**Work item:** Look through the entries below and report how many lines hold the string "logo". Only the number is wanted.

**Data to examine:**
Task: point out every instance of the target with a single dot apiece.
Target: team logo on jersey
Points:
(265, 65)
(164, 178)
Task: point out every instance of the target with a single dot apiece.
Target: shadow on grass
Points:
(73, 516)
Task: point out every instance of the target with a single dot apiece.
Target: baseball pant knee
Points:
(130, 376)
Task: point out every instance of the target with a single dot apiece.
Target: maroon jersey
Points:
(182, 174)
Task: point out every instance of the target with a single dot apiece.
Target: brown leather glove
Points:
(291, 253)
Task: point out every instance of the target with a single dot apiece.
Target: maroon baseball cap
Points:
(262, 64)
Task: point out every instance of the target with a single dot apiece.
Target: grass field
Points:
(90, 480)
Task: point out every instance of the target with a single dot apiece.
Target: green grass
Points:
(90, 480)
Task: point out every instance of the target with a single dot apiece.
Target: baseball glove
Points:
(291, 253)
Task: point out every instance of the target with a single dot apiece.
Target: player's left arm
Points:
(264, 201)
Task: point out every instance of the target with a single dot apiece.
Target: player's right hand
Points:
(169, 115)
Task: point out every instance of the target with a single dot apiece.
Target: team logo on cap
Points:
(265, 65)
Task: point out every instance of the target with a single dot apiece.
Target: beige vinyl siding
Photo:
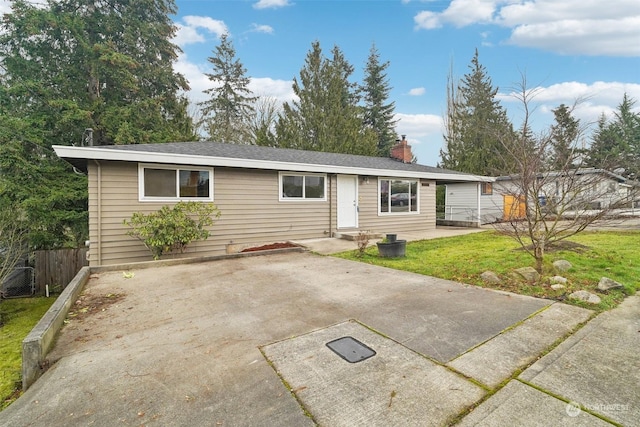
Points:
(461, 201)
(251, 213)
(370, 219)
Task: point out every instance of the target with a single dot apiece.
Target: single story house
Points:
(264, 194)
(565, 192)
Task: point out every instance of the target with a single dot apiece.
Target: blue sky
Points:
(568, 50)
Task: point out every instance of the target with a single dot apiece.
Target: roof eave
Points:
(96, 153)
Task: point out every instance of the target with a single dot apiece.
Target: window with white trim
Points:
(398, 196)
(295, 186)
(173, 183)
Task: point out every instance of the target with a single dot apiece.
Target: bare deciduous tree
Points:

**Task response:** 2